[Instruction]: How many lines of the records below contain the word "wrinkled"? Reply with the number only.

- - -

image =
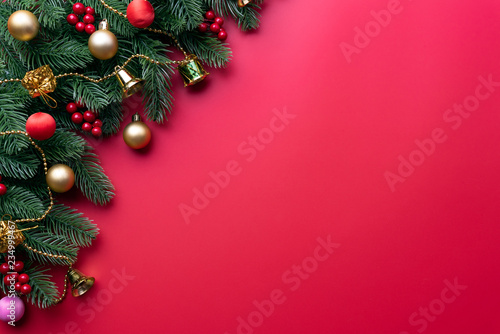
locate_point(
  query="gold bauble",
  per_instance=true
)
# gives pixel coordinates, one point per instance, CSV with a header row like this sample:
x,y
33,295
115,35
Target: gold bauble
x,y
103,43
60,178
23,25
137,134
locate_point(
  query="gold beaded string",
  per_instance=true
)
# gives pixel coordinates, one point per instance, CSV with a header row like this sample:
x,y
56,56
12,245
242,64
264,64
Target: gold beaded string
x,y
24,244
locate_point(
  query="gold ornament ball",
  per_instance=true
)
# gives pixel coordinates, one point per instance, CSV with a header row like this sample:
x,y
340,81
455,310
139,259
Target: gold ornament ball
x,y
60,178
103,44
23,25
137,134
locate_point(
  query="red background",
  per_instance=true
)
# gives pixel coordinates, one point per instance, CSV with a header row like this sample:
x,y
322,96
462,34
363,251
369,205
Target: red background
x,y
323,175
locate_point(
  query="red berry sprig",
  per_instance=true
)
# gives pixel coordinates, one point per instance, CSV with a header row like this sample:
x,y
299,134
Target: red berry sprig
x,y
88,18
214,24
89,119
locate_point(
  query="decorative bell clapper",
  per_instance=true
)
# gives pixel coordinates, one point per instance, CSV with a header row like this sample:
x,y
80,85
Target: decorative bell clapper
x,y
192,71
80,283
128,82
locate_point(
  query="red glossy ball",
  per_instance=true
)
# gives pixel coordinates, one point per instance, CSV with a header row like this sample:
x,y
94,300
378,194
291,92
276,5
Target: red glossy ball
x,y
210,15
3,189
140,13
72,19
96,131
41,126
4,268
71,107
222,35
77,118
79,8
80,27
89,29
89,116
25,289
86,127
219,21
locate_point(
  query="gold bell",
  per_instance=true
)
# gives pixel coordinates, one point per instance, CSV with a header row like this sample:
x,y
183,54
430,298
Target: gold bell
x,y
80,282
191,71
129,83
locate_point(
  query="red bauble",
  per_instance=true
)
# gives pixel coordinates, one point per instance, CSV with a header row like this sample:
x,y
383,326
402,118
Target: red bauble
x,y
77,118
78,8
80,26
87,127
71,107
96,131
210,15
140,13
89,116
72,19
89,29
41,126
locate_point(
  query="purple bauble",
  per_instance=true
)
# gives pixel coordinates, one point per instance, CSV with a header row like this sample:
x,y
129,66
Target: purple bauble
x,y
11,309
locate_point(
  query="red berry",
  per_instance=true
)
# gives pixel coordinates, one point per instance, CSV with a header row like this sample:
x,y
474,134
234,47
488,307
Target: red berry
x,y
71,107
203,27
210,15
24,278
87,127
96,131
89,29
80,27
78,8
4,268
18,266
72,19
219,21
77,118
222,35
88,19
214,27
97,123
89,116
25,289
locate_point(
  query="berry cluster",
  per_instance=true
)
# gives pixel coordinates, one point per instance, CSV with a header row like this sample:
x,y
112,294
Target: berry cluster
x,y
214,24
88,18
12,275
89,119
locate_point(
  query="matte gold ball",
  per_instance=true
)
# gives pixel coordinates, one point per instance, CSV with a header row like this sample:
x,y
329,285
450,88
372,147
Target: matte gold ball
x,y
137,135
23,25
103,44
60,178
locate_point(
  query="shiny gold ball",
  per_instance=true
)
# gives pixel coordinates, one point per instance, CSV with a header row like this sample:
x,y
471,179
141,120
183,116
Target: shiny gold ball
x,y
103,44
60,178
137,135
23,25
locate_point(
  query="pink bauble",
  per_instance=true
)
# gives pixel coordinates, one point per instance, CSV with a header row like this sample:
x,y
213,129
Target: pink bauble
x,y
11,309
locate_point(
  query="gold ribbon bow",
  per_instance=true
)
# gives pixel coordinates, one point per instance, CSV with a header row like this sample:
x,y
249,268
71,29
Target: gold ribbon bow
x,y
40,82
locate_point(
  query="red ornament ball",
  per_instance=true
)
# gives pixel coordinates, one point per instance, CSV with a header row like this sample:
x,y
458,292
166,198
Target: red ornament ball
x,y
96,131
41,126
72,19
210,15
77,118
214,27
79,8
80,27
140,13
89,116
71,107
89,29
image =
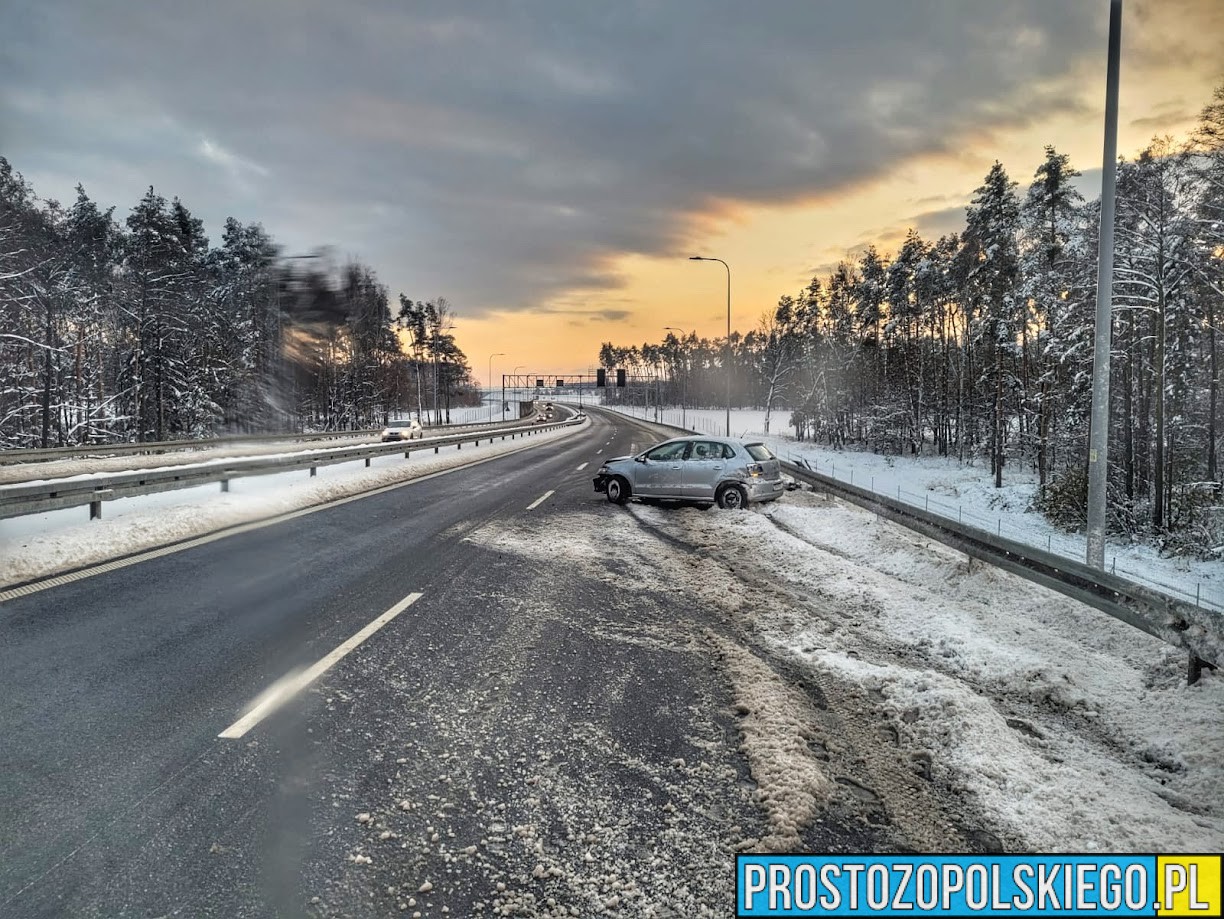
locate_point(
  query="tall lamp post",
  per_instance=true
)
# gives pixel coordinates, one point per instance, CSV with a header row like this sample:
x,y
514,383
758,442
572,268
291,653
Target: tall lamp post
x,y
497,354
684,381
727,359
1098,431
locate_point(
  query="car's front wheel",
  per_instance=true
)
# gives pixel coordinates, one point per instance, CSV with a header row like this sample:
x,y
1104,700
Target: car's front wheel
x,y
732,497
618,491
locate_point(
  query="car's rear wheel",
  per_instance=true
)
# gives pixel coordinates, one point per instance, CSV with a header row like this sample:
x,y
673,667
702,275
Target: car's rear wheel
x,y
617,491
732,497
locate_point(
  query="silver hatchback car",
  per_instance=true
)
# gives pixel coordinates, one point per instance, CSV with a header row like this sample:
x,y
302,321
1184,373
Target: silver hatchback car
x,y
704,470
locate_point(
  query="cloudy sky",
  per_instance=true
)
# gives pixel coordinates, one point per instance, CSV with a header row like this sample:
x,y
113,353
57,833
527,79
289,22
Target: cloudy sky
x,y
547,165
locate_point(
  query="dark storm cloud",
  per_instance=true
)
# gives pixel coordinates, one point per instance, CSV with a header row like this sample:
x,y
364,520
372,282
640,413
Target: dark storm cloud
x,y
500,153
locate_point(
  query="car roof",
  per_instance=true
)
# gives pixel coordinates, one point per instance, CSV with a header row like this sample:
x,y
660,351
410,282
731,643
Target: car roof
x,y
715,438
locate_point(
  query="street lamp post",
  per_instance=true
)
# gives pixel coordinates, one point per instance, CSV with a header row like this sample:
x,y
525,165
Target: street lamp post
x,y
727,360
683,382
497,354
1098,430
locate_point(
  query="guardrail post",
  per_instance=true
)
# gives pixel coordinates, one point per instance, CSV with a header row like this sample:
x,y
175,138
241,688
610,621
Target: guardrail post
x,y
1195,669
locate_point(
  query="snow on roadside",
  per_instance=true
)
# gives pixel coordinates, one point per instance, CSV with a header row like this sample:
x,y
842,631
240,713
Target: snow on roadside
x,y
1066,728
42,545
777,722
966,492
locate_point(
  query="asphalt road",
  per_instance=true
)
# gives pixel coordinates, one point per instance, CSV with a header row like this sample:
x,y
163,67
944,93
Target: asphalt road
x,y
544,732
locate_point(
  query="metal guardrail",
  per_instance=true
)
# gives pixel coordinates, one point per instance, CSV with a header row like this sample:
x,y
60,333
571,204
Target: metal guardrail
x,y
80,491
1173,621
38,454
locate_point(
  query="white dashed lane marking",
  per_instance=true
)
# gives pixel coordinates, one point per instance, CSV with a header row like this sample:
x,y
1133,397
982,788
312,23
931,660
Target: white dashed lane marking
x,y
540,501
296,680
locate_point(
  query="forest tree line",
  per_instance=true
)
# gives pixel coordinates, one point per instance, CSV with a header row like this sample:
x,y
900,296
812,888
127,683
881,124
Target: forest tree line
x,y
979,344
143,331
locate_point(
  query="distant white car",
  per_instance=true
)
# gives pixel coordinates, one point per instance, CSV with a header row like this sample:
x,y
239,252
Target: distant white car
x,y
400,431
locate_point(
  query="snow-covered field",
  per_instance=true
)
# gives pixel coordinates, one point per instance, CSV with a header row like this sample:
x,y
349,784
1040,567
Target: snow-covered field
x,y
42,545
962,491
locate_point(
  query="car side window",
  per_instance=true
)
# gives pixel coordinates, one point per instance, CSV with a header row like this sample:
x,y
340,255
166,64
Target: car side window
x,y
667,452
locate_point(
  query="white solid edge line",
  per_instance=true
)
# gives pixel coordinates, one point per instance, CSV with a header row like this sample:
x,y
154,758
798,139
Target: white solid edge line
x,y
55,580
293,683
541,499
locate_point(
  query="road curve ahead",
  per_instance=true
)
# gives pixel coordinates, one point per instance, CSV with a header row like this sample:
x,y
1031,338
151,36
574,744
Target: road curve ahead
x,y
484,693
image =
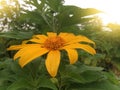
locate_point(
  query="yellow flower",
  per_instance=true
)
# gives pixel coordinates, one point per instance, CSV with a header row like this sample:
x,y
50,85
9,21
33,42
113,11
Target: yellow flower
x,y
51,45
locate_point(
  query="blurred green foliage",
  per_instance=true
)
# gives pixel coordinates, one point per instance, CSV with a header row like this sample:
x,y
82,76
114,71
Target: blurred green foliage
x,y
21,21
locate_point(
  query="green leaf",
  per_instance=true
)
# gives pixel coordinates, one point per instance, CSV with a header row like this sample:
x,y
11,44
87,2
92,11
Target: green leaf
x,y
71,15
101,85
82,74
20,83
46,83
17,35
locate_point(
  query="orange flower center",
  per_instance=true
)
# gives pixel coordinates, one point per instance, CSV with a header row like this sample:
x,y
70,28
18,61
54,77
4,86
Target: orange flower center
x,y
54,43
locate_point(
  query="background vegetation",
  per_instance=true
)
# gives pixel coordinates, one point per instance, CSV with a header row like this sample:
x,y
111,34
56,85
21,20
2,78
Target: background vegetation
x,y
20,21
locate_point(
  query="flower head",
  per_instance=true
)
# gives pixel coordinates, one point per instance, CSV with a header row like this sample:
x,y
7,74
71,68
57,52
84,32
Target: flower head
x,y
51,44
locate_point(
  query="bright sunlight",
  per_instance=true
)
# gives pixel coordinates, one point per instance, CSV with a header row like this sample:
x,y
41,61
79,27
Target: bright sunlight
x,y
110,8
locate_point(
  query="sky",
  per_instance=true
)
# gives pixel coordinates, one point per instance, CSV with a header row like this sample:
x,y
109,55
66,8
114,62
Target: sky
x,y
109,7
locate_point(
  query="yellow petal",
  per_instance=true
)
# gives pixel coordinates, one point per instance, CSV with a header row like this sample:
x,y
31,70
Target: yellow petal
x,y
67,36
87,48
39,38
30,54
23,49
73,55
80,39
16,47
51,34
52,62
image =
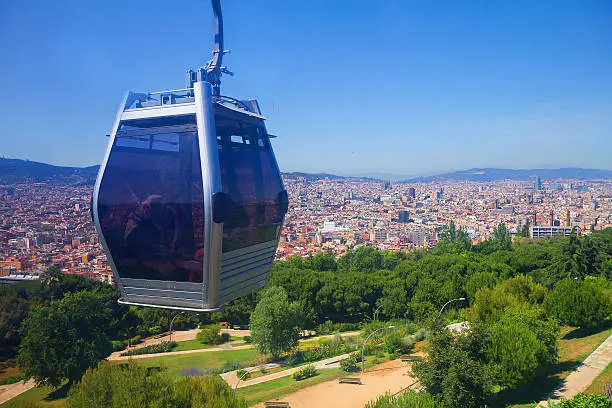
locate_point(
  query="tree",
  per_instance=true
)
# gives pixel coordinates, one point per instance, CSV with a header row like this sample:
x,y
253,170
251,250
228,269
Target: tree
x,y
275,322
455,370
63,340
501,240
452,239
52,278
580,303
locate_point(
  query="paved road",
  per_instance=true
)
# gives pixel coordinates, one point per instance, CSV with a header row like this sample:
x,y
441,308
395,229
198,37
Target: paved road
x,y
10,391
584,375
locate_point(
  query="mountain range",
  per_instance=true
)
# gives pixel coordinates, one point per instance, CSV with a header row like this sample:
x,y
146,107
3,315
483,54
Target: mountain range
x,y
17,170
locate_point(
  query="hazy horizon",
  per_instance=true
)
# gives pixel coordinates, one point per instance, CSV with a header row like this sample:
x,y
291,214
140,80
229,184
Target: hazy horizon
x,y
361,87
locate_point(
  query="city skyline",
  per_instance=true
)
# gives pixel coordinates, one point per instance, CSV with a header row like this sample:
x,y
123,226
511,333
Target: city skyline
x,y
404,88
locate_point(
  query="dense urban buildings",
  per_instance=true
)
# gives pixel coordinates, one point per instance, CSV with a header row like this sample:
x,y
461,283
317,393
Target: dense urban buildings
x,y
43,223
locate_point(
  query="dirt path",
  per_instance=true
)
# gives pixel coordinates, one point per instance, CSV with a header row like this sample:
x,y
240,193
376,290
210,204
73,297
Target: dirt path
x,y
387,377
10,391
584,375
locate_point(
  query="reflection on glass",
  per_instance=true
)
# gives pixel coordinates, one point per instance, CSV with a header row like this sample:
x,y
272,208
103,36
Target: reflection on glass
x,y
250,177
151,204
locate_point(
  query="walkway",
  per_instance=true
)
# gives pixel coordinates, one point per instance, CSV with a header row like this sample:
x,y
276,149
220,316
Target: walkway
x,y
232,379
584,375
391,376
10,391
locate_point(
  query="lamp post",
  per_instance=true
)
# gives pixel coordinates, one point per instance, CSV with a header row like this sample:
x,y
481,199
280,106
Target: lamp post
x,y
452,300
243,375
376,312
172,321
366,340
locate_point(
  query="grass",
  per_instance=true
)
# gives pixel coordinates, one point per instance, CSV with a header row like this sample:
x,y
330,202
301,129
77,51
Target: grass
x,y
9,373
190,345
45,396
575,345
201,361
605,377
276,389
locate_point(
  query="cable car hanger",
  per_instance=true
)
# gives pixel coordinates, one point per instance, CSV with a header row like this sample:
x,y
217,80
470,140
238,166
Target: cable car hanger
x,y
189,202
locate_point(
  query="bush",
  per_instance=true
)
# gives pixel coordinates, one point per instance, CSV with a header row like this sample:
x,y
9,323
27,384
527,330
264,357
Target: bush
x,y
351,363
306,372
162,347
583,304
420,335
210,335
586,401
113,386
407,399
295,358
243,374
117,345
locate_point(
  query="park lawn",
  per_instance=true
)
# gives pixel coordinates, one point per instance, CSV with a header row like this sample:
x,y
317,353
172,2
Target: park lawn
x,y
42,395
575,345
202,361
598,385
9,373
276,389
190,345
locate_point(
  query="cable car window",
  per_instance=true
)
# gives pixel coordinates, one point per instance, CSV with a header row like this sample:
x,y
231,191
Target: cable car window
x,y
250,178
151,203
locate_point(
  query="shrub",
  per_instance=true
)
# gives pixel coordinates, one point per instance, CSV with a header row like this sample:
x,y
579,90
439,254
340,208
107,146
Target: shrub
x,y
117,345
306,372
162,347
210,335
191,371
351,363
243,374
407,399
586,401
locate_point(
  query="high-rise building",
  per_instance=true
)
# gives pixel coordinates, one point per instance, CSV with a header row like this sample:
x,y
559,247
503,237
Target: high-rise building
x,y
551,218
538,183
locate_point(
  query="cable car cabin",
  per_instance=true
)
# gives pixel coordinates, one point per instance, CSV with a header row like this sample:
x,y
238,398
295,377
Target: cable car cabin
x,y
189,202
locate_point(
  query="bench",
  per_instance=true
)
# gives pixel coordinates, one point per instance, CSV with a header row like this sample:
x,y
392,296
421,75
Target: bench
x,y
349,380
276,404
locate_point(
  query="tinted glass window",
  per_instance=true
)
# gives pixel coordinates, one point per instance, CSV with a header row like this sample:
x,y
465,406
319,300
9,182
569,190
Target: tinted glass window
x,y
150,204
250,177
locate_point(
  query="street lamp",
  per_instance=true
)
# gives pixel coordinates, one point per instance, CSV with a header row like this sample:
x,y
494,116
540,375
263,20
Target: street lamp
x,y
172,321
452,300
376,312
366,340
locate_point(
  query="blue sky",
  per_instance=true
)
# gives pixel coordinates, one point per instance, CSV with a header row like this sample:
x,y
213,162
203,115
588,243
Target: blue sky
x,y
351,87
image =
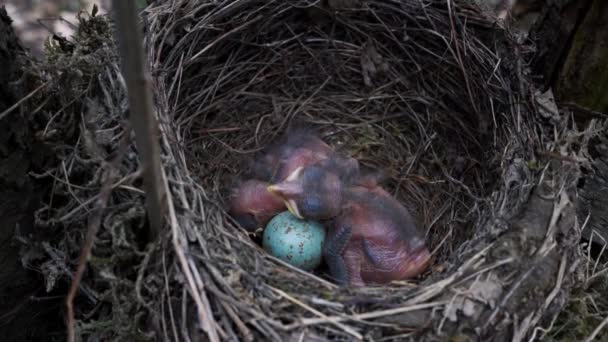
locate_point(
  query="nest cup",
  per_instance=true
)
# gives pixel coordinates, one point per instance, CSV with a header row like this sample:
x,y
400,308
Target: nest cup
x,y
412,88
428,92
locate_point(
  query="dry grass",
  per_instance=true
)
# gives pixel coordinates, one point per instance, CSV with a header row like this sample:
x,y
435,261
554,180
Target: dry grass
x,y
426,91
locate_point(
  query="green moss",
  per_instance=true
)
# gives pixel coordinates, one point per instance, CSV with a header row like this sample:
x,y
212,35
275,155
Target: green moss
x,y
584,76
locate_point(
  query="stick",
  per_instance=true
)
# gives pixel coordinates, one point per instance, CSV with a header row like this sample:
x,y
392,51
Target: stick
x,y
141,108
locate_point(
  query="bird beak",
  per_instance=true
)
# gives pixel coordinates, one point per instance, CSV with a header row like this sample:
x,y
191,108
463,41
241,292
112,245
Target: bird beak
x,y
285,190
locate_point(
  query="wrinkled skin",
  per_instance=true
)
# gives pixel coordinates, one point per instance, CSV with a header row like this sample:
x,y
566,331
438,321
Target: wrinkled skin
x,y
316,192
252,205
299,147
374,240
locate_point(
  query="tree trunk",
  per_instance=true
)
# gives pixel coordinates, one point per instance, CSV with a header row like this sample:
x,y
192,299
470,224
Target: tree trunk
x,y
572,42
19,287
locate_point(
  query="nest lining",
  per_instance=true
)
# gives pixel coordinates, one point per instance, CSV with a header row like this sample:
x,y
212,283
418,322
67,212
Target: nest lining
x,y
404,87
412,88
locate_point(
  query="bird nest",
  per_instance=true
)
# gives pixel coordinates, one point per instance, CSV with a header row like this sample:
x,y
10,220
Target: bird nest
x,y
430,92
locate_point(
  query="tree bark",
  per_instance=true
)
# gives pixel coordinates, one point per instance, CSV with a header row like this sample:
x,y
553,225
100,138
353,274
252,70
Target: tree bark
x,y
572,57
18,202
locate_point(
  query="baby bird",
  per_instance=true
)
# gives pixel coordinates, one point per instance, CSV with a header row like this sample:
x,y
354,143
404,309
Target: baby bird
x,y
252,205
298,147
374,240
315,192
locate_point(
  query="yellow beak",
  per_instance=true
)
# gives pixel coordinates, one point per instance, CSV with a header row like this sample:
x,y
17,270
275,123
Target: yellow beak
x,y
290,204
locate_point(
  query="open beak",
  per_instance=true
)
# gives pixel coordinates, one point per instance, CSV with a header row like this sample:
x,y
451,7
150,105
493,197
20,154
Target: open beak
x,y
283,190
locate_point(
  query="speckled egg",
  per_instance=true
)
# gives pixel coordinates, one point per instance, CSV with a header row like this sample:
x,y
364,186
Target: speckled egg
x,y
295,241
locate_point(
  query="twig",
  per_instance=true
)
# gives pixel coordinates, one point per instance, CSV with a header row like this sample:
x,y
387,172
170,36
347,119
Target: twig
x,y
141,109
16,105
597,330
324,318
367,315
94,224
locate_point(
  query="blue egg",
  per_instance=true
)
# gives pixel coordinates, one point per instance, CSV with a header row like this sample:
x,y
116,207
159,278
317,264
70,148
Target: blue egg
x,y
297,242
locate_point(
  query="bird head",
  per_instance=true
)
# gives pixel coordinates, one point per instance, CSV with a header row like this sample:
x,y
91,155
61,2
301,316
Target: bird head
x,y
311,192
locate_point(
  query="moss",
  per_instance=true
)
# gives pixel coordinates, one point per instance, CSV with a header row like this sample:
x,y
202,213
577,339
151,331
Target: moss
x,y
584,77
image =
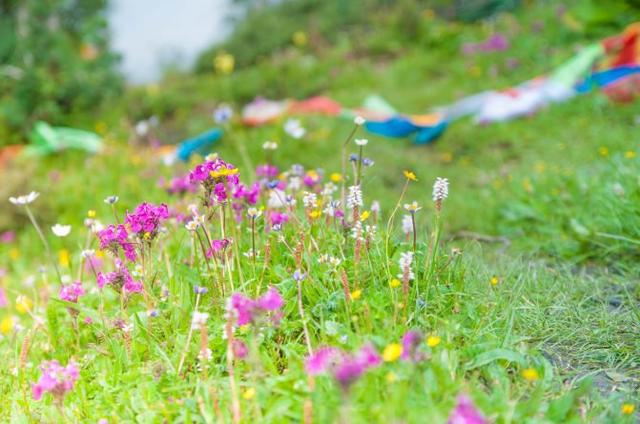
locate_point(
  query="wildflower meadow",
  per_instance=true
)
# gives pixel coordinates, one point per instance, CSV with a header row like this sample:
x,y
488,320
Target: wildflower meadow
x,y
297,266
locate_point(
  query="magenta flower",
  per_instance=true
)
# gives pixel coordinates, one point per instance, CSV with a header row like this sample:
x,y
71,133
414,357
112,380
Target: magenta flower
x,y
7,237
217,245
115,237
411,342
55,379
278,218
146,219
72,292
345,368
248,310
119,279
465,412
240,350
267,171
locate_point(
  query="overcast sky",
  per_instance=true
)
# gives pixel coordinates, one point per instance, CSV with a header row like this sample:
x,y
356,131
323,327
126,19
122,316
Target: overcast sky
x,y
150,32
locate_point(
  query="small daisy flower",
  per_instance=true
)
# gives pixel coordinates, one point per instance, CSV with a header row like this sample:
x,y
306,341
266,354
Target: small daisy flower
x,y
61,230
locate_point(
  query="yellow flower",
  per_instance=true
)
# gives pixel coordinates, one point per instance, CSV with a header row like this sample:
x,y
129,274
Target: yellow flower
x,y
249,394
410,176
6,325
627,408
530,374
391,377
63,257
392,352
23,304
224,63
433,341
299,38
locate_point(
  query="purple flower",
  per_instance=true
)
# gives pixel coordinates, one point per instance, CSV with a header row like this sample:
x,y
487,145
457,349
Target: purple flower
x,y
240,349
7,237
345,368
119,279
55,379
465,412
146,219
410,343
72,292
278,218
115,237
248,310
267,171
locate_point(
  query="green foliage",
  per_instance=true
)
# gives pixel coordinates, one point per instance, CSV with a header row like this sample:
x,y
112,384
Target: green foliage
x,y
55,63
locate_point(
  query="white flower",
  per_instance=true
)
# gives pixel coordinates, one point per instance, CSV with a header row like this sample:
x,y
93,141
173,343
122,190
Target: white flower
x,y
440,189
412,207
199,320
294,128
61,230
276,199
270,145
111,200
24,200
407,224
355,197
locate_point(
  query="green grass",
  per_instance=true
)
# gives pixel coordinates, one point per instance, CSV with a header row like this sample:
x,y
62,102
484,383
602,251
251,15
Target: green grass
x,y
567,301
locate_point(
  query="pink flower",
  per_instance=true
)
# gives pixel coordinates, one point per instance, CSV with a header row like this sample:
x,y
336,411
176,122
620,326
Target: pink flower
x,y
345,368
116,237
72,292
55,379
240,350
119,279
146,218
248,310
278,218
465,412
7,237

- - -

[Task response]: 2